Items listed in a dataset:
[Start of section]

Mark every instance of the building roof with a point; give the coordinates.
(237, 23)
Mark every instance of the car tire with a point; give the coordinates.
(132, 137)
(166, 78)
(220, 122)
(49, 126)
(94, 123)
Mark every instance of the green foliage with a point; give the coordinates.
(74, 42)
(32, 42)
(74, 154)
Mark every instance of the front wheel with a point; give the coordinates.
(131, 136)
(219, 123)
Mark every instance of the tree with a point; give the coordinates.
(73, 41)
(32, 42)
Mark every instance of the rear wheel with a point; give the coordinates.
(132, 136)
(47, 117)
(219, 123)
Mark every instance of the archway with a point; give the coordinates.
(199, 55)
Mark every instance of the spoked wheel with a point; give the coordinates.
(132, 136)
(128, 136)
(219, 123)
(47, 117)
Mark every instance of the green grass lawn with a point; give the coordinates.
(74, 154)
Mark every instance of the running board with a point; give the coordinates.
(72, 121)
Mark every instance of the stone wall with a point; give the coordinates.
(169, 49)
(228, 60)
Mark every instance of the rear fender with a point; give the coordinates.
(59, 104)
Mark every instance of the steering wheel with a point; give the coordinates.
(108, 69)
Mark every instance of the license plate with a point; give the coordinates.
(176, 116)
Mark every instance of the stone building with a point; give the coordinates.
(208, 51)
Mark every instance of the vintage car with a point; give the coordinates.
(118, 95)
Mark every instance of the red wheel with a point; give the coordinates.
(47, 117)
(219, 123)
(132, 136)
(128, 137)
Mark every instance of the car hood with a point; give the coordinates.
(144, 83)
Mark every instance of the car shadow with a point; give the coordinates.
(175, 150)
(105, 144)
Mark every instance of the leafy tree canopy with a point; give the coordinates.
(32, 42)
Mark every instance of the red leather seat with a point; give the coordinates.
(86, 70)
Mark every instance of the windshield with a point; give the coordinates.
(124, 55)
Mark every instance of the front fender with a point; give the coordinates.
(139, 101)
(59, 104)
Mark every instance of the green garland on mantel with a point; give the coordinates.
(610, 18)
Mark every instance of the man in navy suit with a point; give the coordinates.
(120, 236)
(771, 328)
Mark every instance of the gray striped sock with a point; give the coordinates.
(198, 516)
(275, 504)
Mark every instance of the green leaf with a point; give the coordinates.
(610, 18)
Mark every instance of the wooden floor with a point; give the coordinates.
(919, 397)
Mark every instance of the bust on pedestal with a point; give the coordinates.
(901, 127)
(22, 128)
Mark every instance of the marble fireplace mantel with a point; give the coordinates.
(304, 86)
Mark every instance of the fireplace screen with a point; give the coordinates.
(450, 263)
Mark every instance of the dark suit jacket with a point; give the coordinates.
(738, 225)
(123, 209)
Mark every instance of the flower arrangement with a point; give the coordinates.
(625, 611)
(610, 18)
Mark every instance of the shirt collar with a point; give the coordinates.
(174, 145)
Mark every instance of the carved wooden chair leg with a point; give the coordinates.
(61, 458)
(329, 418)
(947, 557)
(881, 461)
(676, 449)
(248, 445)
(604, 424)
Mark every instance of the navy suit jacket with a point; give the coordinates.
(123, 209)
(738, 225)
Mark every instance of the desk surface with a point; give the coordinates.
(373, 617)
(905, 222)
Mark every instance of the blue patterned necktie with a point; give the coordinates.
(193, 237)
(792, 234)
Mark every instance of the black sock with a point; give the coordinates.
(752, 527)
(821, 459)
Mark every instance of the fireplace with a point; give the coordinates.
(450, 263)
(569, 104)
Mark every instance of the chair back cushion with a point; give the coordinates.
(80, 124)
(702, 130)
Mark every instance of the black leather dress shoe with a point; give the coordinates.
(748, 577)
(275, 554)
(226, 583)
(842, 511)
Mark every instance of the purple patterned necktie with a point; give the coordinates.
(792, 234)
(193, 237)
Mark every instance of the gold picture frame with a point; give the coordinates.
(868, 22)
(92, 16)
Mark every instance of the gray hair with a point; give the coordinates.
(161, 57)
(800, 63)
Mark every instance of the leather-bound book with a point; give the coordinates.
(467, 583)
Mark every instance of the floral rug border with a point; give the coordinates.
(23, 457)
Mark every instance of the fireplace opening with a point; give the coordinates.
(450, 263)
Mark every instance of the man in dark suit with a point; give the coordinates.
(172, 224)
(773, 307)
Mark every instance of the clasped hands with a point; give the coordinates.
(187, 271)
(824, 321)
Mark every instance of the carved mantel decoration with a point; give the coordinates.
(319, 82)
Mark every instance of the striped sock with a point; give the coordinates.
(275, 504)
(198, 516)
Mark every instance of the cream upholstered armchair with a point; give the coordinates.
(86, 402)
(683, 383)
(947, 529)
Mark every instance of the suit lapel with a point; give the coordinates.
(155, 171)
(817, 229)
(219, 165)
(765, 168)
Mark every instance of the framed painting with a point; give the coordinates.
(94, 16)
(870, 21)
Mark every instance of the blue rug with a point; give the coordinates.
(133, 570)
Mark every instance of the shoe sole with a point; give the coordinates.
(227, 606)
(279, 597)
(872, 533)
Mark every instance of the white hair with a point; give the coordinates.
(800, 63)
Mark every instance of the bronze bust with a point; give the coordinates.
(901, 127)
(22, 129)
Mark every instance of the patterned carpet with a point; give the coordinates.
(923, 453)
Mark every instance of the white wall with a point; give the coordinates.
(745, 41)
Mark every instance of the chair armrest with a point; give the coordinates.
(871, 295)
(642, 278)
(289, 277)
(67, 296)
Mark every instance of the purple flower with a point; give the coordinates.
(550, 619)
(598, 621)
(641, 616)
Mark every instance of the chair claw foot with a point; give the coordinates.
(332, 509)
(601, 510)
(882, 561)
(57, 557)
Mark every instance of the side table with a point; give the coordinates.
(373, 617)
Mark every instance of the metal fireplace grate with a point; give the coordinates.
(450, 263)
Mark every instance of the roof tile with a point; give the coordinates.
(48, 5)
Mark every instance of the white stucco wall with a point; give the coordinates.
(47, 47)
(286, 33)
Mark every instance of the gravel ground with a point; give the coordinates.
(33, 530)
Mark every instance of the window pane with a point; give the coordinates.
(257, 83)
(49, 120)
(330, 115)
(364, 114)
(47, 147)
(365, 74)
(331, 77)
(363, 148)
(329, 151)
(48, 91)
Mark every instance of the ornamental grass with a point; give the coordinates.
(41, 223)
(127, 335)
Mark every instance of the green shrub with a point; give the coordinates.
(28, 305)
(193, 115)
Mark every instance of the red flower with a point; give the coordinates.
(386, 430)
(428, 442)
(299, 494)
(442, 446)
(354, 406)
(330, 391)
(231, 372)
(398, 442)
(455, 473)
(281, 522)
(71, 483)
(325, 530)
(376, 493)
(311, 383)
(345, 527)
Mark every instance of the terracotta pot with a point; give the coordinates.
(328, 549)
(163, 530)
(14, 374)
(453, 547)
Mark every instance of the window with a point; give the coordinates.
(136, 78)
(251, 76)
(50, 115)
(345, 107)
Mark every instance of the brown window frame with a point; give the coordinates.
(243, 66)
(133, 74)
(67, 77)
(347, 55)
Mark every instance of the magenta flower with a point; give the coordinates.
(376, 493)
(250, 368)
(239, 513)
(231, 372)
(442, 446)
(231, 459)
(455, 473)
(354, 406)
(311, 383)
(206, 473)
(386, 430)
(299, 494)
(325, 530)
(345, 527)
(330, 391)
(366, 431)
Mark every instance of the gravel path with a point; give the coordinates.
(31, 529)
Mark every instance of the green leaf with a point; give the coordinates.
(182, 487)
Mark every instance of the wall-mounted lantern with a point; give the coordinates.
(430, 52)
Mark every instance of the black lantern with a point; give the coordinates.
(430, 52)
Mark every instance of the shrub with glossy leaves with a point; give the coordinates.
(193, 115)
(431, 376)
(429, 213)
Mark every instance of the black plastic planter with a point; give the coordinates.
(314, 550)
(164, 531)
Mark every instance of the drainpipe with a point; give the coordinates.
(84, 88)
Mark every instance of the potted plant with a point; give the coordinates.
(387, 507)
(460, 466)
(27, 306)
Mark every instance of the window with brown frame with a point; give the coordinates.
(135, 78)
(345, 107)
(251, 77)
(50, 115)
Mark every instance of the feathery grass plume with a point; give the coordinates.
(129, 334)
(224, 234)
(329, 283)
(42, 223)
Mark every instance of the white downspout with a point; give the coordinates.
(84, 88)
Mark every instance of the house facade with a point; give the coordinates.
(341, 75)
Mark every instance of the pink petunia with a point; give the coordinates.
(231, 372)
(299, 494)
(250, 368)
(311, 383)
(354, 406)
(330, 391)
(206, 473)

[End of section]

> **TASK INSTRUCTIONS**
What is needed is an exact printout of every line from the one with "Mark every instance of the shrub" through the end of the data, including both, and nothing more.

> **RESULT FOR THIS EXERCISE**
Mark every instance of the shrub with glossy leaves with a point; give the coordinates.
(193, 115)
(431, 376)
(429, 213)
Mark every instance of the black plastic planter with a point; give the coordinates.
(314, 550)
(164, 531)
Mark every instance of the drainpipe with a point; give the coordinates.
(84, 88)
Mark every instance of the potted plant with a point; give the coordinates.
(387, 507)
(460, 466)
(27, 306)
Mark every instance of the window with brown frame with a point; give the coordinates.
(135, 78)
(345, 107)
(251, 77)
(50, 115)
Mark every instance of the feathery grass plume with a point; give the coordinates.
(129, 334)
(224, 234)
(329, 283)
(42, 223)
Mark every instance of the white downspout with a point; give the coordinates.
(84, 88)
Mark every instance of the house facade with a point; give the coordinates.
(341, 75)
Mark every instance of the pink petunia with a point; give the coordinates.
(231, 372)
(299, 494)
(250, 368)
(311, 383)
(354, 406)
(330, 391)
(206, 473)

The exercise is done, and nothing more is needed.